__Supplied material__:
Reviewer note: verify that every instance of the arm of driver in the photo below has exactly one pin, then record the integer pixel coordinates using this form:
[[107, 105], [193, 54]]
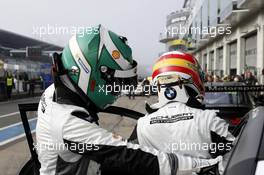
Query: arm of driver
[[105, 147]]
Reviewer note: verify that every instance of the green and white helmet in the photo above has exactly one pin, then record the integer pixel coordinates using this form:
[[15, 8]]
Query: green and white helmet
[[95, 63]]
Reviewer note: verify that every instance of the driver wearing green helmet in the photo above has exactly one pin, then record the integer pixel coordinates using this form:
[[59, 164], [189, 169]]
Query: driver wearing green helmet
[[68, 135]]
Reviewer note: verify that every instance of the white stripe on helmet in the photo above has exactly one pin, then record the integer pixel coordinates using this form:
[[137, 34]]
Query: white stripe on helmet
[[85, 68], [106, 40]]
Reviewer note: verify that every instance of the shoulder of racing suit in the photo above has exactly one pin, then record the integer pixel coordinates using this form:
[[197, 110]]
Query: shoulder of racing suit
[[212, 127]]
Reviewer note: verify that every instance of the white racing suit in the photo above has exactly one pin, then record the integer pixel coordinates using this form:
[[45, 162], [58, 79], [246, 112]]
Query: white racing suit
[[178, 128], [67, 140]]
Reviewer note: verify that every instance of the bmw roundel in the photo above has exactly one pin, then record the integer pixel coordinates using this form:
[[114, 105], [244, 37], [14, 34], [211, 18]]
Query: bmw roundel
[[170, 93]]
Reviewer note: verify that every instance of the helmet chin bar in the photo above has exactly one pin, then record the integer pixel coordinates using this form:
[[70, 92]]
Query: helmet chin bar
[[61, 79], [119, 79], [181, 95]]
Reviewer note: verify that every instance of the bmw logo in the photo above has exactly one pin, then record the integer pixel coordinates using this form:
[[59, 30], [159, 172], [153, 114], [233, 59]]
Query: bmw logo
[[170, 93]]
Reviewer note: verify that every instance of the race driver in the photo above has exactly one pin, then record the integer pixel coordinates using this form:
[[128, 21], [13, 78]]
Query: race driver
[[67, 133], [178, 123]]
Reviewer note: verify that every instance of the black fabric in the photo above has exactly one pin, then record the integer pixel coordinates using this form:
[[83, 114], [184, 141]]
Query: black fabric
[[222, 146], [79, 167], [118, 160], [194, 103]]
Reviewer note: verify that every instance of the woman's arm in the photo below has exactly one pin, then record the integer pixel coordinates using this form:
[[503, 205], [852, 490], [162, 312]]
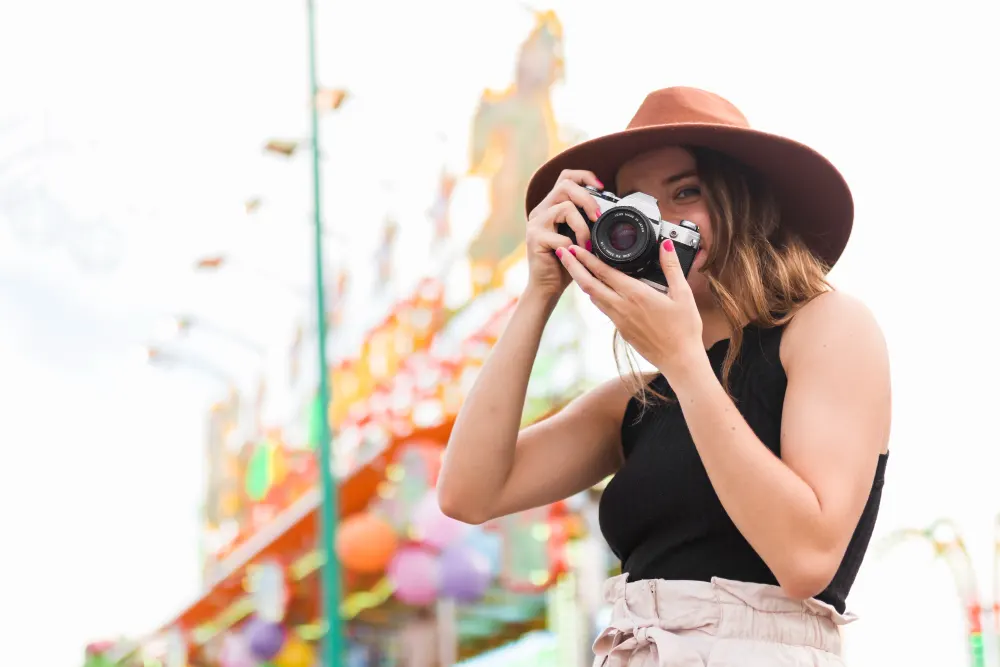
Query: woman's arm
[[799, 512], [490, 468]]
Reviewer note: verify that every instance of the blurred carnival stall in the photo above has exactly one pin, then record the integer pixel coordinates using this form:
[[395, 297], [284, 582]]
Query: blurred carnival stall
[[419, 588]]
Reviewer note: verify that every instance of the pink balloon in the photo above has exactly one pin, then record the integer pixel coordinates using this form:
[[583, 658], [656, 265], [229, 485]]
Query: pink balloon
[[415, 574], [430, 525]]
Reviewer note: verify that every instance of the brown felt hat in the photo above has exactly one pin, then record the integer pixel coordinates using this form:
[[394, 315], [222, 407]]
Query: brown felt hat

__What the exercise asks__:
Word for word, restate all of the material, omitting the images.

__Solution below__:
Reviewer note: verify that every instance of the arm of driver in the photo below has exactly one pin, then record the integer pixel coordinates using this form:
[[107, 105], [193, 54]]
Query: arm of driver
[[105, 147]]
Reviewer note: verify that every instance of the green and white helmet in the photo above has exactly one pin, then record the integer pixel coordinates using this form:
[[15, 8]]
Query: green and white helmet
[[95, 63]]
Reviewer note: verify that every instance of the driver wearing green helmet in the photo above has exactly one pin, then record the integer pixel coordinates using this form:
[[59, 164], [189, 169]]
Query: driver wearing green helmet
[[68, 135]]
Reviewer note: verify that every instance of the white stripe on helmet in the photo above has exactly one pin, then record the integer pixel coordinates using this form:
[[137, 34]]
Query: white stripe on helmet
[[85, 68], [106, 40]]
Reviewer note: verify that every instance of the shoulder of racing suit in the photo above has exactly one pin, then record the integer pixel coordinates using this form:
[[197, 110]]
Query: shoulder of racing suit
[[212, 127]]
Reviewer note: verify that every instance of the white racing suit in the photo above has exactly one pin, then record the integer pixel coordinates using this form:
[[45, 162], [58, 79], [246, 112]]
Query: white racing suit
[[178, 128], [67, 140]]
Reviewer note: verify that every instance of the bmw roundel in the photo above has exactly one pin, then record the integer pixel coordinates using this form:
[[114, 105], [244, 37], [14, 34], [211, 18]]
Query: bmw roundel
[[170, 93]]
Reviewer note: verify that every instance of the helmet chin bar in the photo above has exactly one pin, then record the integer pixel coordinates using this form:
[[70, 92]]
Query: helmet chin bar
[[61, 79], [119, 79], [181, 95]]
Reviewer note: verify that every instance of the bmw logo in the photo above has exactly one pin, then record the integer pixel coordinates using this form:
[[59, 30], [159, 172], [153, 114], [233, 59]]
Query: bmw logo
[[170, 93]]
Reviewer note: verify that every instance of the race driver in the photo above has exactly one pin, then record the integer pixel coordinates using this form:
[[128, 21], [13, 78]]
Query: race driver
[[67, 133], [178, 123]]
Reviewer note: verify that every instance of the black fabric in the photo above has exactly one pin, then record the integer pixel coordinates using this form:
[[83, 114], [184, 141]]
Query: black fabric
[[222, 146], [79, 167], [118, 160], [194, 103]]
Reviewer note: verify that every instance of the woman's arm in the photo below has exactly one pin, then record the integer pixel coordinates using this form:
[[503, 205], [852, 490], [162, 312]]
Query: woman's arm
[[799, 512], [490, 468]]
Reviewer note: verify that every instance of the blurred carnival stall in the photo above has exactly one pin, then record the integer pixel coordinates using this form:
[[395, 297], [284, 582]]
Query: blurred carnival stall
[[419, 588]]
Reviewer note: verify that every instance of the pink balloon in the photo above has exactly one pin, then record the integer pixel coordinates using this form:
[[583, 658], [656, 265], [229, 485]]
Query: pink balloon
[[415, 574], [430, 525]]
Reviewer note: verify that every instance of the brown felt hat in the photo above has exactly one pin, then record the integer pixel coordinates using this form:
[[394, 315], [222, 407]]
Query: brown felt hat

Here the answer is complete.